Aim of the task -> Select and copy every line of the data below that contains the string "grille", matching uppercase and lowercase exactly.

#### Data for this task ####

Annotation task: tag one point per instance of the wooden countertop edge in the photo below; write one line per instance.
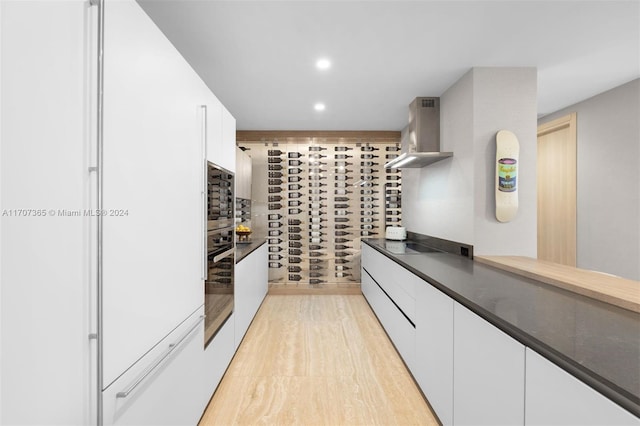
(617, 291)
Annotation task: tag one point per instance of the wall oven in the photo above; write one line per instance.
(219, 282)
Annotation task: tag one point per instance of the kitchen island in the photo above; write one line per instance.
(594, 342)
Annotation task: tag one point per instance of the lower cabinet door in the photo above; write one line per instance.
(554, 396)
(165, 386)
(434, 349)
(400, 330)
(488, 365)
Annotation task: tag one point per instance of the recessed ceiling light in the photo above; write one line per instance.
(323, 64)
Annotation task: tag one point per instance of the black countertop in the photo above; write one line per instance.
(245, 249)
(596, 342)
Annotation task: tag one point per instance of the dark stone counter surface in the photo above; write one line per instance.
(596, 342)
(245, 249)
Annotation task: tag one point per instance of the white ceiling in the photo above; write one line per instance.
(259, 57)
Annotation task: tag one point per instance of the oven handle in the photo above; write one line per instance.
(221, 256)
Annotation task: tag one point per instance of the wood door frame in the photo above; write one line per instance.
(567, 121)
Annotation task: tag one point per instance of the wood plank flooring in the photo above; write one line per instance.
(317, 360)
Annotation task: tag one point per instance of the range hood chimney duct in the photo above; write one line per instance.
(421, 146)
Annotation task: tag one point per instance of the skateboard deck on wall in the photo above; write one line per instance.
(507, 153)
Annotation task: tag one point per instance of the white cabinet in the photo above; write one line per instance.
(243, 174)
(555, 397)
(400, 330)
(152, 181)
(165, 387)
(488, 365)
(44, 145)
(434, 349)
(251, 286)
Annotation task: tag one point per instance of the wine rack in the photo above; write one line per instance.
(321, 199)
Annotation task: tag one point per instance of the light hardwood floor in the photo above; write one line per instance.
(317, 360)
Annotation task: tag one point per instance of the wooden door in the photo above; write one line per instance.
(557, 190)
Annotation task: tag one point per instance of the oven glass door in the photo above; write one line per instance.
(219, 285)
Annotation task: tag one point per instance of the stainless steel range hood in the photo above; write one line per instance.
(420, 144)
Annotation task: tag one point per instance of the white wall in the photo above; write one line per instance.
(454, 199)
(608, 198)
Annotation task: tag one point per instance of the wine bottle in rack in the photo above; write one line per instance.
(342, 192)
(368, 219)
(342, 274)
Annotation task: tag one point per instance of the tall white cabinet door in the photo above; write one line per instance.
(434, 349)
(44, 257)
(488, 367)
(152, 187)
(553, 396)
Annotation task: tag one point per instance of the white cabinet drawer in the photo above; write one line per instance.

####
#### Data for this task ####

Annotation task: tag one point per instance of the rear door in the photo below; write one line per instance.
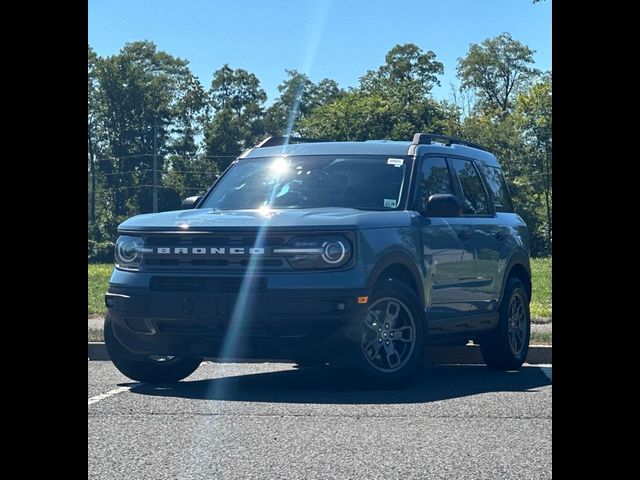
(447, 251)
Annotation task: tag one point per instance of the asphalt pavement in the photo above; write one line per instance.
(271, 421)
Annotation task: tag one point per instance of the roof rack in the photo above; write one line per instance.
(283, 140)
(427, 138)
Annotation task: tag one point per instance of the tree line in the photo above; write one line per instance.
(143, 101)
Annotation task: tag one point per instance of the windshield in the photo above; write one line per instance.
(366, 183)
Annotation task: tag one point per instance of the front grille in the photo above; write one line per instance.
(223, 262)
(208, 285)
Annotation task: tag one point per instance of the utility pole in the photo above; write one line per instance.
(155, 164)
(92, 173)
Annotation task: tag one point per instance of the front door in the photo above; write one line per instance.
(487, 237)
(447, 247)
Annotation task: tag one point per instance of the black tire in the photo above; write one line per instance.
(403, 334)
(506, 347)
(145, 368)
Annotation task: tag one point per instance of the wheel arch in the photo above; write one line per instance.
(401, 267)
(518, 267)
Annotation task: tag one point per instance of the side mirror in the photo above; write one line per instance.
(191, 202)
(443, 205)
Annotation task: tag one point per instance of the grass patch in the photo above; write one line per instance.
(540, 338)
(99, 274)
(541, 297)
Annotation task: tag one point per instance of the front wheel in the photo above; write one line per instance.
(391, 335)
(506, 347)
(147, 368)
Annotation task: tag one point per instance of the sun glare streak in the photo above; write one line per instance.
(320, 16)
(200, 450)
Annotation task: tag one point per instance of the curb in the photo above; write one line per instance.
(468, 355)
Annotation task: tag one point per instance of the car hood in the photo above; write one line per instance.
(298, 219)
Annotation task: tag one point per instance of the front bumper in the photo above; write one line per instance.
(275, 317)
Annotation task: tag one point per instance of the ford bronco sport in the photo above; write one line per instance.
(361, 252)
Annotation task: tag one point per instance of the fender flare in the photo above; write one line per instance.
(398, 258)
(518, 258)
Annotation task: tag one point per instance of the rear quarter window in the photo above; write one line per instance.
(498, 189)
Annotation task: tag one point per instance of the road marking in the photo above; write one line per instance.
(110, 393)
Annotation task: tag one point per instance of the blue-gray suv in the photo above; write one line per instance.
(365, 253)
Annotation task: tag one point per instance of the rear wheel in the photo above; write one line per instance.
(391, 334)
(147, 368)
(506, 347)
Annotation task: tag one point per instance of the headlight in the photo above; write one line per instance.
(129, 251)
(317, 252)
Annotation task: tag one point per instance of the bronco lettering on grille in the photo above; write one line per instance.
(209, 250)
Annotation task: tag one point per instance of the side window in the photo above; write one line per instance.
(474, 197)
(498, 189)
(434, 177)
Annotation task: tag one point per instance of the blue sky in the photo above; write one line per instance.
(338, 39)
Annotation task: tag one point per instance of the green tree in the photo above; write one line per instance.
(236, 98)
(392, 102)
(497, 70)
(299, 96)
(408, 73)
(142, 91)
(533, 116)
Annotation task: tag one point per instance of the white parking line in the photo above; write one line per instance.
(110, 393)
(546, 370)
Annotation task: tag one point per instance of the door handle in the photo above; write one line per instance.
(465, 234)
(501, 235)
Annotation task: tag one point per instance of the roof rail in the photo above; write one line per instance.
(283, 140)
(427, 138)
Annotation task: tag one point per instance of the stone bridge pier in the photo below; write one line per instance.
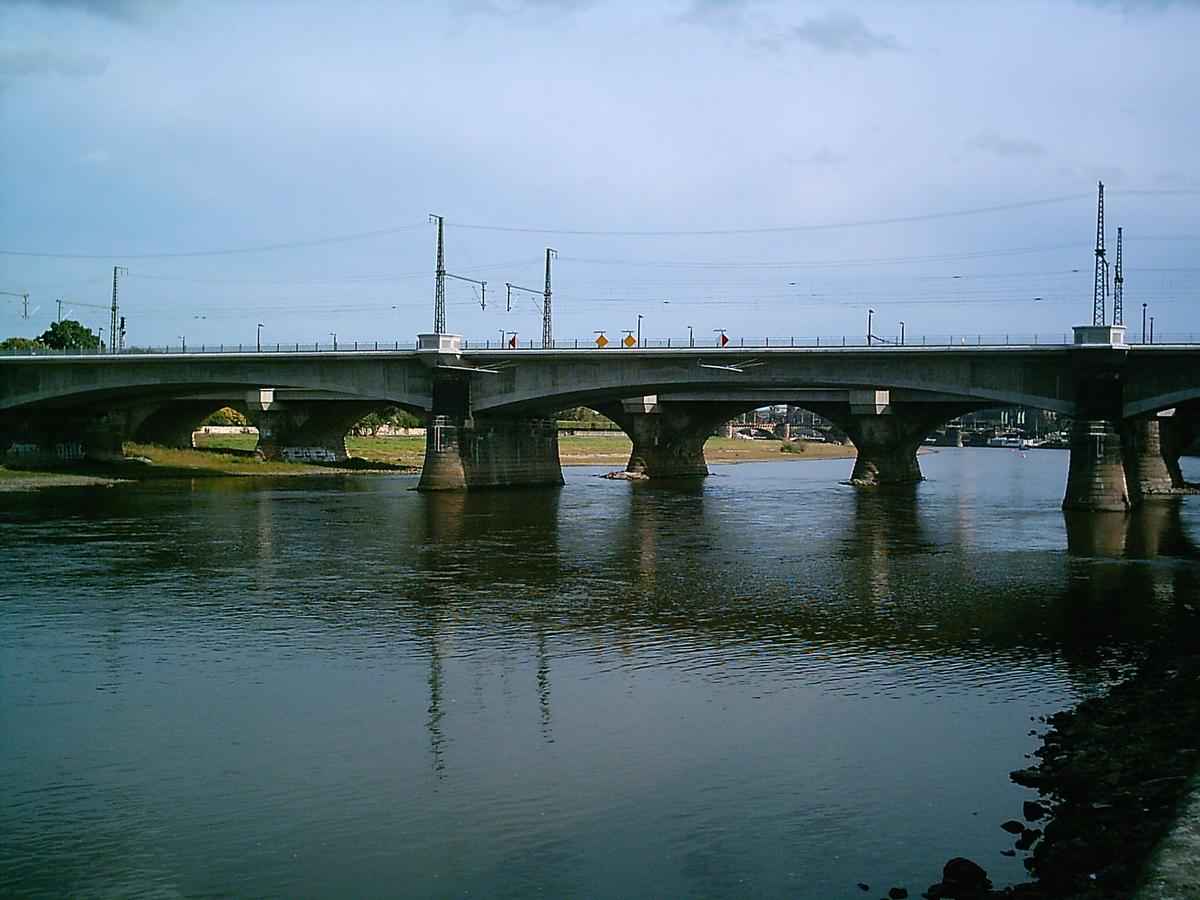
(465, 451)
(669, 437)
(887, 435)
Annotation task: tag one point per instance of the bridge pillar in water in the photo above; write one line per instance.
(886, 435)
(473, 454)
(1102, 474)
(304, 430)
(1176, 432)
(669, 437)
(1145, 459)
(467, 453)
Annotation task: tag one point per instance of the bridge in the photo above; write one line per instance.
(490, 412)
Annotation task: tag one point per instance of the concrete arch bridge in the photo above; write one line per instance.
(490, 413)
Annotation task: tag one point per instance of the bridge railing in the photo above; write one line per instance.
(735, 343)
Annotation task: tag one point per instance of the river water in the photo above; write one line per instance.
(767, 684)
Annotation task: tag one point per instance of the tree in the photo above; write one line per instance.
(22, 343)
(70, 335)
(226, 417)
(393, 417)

####

Response to the exercise ->
Annotation task: tag one point per instance of the front grille in the photo above; write one line per instance.
Annotation task: tag one point per instance of the bronco lettering on grille in the photo above; write one line per instance.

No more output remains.